**** SOURCE MATERIAL ****

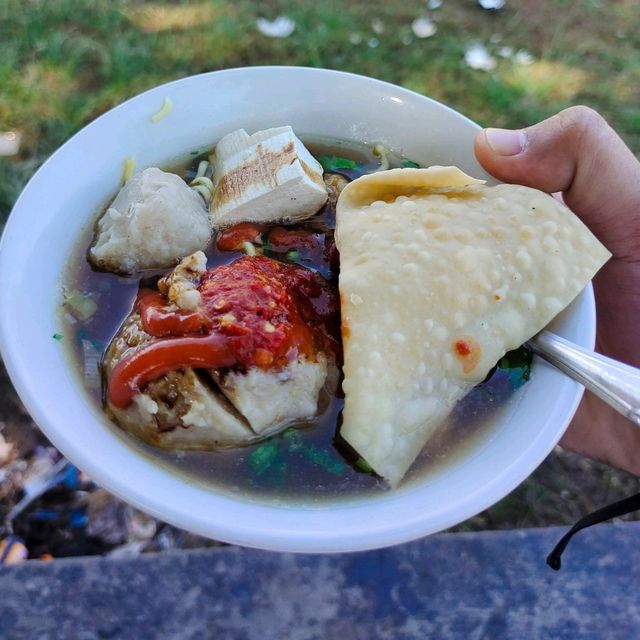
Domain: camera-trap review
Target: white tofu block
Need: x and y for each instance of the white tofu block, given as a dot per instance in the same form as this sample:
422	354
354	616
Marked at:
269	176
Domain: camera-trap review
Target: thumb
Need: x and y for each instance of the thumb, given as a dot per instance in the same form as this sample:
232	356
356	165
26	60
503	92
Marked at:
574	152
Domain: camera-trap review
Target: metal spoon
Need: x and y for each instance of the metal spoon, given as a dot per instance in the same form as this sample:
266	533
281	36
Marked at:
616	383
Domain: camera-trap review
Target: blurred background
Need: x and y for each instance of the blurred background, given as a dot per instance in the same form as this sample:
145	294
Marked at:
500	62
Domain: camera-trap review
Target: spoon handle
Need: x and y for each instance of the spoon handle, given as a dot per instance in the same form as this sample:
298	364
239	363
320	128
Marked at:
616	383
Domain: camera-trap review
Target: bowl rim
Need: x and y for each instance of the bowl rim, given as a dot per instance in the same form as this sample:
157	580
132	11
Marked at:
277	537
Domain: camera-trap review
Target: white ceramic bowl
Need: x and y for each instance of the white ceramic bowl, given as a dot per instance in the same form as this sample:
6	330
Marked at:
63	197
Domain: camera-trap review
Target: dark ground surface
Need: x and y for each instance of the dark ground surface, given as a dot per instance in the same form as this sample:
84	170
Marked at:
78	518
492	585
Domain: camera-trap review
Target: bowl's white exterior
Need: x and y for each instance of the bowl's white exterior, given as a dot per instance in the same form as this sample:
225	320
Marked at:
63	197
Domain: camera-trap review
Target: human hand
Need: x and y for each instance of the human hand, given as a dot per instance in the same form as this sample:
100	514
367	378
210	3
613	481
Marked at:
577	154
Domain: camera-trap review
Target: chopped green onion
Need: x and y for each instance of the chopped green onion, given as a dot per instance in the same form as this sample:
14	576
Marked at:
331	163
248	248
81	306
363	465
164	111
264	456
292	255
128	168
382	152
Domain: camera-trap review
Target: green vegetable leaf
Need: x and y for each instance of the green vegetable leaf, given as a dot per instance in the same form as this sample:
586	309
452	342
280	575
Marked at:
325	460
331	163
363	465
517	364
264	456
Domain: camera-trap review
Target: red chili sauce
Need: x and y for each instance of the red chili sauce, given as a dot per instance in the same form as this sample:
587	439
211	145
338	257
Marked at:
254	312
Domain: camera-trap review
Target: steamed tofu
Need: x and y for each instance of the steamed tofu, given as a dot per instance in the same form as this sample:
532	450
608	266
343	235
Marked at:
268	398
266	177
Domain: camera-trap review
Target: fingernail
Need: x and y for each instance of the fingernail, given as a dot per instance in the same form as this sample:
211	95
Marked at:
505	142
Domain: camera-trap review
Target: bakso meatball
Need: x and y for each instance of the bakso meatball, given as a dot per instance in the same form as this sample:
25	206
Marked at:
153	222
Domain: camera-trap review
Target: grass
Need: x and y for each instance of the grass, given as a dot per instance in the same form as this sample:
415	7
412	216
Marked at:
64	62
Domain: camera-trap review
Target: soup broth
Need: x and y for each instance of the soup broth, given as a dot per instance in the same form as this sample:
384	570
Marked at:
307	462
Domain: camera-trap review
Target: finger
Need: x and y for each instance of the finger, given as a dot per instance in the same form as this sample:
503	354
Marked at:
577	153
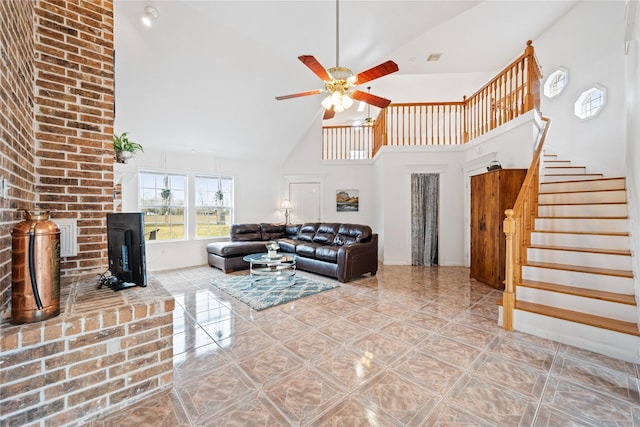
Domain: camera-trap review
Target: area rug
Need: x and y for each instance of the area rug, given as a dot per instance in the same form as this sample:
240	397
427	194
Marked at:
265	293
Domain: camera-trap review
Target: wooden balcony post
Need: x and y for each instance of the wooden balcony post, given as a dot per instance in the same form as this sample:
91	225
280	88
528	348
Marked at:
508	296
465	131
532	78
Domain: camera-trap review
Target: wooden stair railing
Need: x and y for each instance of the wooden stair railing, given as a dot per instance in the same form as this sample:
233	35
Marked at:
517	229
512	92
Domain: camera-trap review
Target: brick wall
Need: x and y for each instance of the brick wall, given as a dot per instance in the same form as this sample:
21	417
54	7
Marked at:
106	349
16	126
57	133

****
**** SOURCE MATERIAL ****

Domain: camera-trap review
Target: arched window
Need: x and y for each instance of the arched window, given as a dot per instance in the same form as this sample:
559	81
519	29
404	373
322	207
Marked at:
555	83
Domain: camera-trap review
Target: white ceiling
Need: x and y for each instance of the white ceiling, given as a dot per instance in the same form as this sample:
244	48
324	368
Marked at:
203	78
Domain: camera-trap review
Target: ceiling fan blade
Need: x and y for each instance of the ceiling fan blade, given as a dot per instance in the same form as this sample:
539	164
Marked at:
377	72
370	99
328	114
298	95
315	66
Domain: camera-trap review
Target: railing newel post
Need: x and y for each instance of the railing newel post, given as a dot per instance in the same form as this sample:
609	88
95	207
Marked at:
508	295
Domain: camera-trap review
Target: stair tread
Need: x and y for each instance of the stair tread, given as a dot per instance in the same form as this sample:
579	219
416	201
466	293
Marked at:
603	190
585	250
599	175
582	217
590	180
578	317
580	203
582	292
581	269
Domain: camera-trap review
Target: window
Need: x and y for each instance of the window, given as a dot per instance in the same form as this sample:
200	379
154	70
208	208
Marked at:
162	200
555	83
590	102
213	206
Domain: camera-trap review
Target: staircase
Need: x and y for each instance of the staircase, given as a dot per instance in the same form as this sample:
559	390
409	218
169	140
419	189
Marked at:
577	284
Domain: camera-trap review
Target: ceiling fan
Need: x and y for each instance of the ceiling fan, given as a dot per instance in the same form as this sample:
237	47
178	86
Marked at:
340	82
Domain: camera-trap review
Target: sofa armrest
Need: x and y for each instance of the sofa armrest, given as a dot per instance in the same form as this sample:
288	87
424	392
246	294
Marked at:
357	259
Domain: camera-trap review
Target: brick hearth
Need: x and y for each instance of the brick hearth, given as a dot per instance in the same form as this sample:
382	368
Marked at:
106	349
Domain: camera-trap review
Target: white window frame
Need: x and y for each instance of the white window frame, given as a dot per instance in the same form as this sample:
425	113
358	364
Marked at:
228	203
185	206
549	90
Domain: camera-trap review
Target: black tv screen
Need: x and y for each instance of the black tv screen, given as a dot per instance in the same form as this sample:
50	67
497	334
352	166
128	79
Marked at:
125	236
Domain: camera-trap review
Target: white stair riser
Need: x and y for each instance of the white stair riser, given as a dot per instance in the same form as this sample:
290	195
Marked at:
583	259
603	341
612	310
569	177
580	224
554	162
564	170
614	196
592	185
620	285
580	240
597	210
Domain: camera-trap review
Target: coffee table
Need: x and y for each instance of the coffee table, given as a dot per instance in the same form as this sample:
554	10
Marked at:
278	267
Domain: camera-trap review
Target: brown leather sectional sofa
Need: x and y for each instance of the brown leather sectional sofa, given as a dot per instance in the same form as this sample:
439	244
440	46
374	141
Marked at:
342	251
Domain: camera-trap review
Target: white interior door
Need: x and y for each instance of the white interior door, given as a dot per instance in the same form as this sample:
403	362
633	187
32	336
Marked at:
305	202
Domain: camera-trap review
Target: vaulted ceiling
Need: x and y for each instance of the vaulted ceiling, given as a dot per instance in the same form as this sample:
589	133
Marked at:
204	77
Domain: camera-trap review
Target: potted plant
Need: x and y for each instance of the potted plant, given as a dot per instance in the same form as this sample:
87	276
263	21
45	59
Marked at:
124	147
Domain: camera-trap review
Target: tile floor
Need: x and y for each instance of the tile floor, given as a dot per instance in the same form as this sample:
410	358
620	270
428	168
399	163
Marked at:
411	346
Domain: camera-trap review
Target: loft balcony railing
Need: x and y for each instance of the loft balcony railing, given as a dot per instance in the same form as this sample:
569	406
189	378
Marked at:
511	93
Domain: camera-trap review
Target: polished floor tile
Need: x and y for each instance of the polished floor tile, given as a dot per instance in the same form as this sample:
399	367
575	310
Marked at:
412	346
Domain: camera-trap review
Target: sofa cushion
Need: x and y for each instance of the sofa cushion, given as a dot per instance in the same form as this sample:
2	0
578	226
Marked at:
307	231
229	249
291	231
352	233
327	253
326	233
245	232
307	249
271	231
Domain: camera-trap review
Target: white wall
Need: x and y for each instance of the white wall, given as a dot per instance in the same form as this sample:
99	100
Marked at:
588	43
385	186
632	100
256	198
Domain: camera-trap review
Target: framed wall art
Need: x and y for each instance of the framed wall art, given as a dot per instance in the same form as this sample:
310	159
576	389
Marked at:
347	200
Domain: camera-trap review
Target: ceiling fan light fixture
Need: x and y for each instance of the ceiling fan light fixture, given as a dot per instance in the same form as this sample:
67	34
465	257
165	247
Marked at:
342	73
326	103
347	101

****

How many lines in the rows above contain the string "block", counting only exact-case matches? Reply with the number alone.

2